====== RECORDS PROVIDED ======

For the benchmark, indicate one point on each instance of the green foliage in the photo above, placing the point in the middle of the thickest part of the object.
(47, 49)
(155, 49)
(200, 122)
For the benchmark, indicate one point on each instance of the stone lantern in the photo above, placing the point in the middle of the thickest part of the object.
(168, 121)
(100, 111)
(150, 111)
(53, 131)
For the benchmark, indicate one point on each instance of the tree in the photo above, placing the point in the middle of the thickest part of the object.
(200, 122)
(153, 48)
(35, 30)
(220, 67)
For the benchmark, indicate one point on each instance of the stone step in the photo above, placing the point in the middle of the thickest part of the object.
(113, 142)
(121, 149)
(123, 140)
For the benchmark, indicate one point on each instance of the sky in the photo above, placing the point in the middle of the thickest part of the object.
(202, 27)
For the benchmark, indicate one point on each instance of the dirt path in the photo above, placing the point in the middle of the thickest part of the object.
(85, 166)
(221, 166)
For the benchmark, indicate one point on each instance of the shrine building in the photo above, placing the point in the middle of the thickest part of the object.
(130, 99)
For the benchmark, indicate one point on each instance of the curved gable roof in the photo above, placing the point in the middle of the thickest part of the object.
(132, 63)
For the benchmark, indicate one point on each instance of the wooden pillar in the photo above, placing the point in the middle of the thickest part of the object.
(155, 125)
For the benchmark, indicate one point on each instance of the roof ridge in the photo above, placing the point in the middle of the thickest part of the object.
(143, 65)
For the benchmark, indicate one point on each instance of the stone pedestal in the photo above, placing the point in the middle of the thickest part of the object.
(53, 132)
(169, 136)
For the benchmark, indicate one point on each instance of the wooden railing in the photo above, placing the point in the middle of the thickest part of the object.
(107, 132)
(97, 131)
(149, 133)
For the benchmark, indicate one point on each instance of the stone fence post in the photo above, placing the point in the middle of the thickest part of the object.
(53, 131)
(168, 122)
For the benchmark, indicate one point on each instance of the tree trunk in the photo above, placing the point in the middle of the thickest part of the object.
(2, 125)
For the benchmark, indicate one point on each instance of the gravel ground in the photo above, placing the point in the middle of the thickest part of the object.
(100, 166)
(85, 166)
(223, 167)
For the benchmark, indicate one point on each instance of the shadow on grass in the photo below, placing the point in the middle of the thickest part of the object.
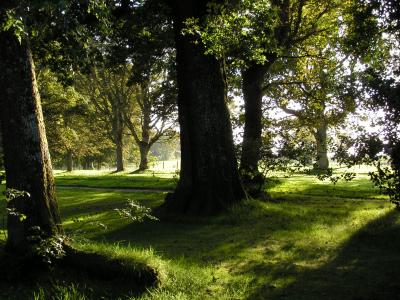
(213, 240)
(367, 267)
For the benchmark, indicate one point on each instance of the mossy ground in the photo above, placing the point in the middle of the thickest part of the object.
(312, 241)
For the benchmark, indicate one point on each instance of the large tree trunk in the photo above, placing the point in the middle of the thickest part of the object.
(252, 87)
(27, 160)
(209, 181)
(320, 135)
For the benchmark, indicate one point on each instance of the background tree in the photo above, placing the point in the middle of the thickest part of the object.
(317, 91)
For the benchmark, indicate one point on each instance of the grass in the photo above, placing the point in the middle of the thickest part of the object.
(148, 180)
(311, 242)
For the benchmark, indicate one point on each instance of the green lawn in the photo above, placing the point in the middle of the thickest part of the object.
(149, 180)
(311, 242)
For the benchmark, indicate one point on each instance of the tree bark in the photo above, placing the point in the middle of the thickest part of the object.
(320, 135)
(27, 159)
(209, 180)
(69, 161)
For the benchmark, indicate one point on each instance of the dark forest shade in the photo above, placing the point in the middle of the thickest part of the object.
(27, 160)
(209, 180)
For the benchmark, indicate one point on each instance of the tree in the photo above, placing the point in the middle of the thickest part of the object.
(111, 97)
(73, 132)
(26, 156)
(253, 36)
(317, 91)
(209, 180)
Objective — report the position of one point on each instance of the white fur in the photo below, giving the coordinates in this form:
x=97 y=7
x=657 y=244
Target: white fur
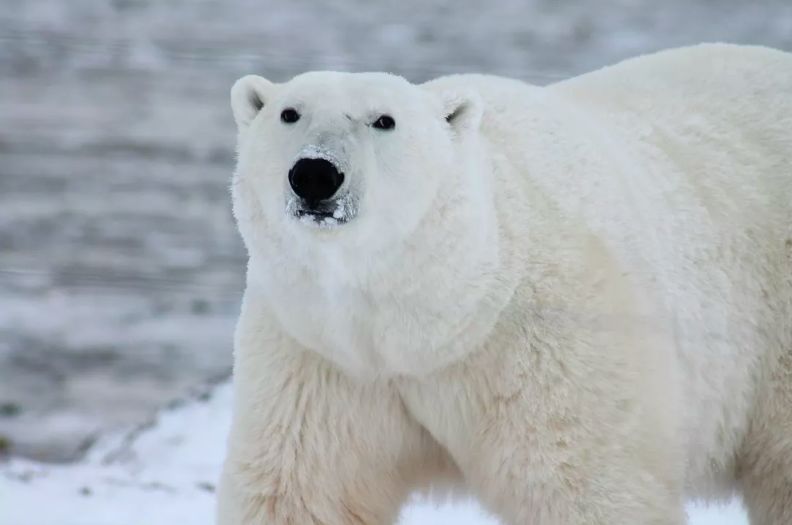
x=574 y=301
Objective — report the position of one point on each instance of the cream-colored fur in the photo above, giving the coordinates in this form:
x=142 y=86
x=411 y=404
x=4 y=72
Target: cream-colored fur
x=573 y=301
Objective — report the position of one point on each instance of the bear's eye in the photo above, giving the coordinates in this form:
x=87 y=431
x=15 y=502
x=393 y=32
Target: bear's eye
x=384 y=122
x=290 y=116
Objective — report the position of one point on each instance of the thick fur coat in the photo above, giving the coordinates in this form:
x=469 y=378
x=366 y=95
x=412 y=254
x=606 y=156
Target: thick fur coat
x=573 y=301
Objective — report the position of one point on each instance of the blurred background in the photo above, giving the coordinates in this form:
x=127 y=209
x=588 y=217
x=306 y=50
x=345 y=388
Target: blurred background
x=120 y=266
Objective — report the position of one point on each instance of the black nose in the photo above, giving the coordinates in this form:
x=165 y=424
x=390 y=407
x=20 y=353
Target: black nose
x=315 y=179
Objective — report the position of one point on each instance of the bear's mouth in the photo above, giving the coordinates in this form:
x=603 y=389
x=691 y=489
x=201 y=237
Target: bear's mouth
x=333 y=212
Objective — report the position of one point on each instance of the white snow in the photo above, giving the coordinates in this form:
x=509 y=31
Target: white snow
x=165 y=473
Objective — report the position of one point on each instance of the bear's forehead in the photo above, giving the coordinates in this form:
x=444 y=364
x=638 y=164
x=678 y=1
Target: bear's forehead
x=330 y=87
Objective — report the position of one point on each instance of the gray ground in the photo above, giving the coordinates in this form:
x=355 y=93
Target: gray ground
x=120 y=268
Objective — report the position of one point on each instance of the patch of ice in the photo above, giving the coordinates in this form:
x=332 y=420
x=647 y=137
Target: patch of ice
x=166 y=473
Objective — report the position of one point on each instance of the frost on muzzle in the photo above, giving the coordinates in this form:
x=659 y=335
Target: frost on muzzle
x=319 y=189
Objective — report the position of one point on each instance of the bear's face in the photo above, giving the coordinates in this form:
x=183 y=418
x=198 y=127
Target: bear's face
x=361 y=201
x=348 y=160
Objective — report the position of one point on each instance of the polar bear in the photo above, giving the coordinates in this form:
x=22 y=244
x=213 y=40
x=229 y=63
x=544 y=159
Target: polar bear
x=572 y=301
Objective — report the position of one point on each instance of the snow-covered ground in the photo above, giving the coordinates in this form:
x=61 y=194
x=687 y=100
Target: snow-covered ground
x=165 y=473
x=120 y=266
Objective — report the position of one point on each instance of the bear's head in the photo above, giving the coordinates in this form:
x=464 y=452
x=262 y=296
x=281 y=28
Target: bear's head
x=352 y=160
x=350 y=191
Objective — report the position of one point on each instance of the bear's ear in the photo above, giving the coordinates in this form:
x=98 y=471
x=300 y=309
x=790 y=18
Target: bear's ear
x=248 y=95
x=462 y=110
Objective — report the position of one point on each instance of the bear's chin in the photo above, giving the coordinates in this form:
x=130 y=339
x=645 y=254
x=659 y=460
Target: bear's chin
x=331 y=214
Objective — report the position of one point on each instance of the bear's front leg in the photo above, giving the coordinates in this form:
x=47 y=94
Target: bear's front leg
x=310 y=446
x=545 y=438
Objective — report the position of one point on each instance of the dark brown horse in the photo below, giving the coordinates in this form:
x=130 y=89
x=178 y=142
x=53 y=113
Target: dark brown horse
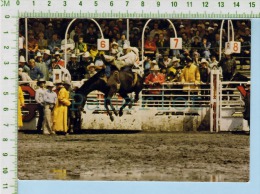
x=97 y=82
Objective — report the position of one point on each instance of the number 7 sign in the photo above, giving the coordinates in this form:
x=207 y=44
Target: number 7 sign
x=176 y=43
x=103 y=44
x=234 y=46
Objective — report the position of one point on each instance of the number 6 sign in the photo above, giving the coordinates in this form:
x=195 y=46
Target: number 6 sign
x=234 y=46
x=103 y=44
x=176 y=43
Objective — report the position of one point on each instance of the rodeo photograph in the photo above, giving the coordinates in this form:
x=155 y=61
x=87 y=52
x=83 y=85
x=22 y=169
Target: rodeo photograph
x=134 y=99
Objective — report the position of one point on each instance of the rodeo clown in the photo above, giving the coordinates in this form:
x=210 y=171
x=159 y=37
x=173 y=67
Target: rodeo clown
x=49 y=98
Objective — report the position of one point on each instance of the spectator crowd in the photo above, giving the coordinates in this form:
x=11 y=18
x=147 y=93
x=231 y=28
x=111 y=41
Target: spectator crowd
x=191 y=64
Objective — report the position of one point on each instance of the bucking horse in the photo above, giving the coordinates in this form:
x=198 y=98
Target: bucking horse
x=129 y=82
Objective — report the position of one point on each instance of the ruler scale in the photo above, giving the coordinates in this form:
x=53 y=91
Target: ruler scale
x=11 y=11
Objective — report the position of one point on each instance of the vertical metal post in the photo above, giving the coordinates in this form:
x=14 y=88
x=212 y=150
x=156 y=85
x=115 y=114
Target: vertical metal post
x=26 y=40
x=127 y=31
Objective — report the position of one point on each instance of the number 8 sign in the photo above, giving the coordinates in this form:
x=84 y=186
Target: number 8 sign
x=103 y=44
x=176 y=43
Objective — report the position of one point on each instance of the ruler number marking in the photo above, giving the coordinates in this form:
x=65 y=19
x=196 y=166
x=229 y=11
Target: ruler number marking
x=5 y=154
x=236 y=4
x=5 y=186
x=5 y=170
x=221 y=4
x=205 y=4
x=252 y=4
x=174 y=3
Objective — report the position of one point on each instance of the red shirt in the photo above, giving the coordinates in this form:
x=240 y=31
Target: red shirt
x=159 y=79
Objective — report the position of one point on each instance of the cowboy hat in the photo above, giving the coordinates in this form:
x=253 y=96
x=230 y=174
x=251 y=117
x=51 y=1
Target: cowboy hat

======
====== RECORDS PROVIDED ======

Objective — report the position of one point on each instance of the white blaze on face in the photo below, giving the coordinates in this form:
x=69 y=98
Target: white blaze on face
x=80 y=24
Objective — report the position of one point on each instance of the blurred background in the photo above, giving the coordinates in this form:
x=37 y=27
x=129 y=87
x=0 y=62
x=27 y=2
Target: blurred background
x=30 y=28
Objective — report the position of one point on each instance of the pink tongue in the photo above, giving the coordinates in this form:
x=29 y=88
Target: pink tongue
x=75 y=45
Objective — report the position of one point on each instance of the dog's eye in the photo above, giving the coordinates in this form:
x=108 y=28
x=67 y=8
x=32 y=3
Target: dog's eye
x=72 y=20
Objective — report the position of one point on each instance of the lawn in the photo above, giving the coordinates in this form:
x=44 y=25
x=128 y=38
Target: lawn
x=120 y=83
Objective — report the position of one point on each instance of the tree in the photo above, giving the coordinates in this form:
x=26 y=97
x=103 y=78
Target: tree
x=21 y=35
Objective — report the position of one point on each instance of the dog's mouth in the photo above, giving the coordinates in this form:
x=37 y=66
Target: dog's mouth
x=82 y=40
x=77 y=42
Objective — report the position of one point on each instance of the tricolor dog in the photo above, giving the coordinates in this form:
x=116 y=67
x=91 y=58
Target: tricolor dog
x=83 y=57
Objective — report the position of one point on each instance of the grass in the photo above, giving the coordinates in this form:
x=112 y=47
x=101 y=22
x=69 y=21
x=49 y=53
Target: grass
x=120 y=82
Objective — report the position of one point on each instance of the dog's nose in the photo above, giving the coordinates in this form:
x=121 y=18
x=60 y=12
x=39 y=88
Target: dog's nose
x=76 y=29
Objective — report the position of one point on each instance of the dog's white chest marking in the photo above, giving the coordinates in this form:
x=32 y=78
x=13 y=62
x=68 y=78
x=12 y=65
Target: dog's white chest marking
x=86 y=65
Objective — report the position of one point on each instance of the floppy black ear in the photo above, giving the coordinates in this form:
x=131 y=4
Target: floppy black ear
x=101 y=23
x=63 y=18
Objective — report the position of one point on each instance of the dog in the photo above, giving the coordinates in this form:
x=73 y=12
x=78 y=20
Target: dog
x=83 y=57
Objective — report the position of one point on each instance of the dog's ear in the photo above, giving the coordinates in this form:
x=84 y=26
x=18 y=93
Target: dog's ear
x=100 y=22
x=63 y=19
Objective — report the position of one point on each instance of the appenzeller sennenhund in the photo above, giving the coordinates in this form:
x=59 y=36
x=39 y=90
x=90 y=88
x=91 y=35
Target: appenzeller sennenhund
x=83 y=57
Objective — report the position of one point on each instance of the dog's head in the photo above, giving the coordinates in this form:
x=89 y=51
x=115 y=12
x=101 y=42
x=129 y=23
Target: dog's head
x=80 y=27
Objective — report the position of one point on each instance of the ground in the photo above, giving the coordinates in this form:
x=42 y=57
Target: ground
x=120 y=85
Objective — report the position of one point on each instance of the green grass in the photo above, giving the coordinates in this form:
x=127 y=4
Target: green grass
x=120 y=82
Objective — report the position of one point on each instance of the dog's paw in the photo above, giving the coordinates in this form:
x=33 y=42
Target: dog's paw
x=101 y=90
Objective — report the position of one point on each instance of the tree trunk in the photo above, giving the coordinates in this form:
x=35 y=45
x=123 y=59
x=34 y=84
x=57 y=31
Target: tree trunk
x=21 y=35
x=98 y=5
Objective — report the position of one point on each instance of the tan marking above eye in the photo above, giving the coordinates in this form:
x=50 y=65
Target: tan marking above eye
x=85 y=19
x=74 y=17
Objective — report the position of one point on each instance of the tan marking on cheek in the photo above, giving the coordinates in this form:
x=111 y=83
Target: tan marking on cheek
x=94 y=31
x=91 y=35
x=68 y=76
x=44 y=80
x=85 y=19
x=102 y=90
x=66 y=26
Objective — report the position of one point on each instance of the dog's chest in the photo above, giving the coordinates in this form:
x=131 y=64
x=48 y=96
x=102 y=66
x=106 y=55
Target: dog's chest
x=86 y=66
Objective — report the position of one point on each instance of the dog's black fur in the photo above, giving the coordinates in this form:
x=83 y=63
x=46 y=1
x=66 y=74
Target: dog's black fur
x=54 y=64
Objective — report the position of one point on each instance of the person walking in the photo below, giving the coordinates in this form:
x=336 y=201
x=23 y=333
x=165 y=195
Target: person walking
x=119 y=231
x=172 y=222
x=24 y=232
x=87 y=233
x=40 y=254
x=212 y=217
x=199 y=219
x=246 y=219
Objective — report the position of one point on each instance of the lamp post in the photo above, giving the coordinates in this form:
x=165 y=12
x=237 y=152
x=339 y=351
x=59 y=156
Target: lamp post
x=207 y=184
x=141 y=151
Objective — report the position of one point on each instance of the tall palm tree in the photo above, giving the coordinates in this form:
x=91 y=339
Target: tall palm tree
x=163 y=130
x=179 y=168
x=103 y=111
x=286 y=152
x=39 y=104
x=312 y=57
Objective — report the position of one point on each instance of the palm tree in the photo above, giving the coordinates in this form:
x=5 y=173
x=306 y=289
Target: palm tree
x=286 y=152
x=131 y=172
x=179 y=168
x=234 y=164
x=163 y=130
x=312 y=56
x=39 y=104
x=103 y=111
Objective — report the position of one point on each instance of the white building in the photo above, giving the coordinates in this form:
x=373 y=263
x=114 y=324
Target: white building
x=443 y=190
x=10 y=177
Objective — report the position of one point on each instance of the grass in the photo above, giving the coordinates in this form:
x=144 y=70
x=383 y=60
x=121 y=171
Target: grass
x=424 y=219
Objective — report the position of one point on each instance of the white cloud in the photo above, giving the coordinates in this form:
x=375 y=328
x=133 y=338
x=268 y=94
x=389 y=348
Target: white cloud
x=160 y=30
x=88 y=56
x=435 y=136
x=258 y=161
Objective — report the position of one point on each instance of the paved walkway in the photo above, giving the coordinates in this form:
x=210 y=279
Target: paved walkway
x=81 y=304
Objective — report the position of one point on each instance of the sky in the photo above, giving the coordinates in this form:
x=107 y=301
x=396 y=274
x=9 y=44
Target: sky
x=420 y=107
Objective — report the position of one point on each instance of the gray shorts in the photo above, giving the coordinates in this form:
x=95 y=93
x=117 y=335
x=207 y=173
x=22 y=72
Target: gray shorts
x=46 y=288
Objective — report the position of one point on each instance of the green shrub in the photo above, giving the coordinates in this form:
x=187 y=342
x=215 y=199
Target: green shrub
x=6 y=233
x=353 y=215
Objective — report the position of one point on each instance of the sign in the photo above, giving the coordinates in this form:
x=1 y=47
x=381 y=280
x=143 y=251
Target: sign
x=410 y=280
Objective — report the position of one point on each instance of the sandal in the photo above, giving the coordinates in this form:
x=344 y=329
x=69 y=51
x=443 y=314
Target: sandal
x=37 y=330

======

• **EXERCISE**: Repeat word for word the lines in the records above, beginning at the line that contains "of the person" and stopping after the line that contains "x=246 y=219".

• **TASK SOLUTION**:
Objective — report the position of one point on each instance of the person walking in the photo below, giving the coordinates in this form:
x=336 y=201
x=23 y=333
x=165 y=195
Target: person walking
x=119 y=231
x=172 y=222
x=24 y=232
x=87 y=233
x=40 y=254
x=212 y=217
x=199 y=219
x=246 y=219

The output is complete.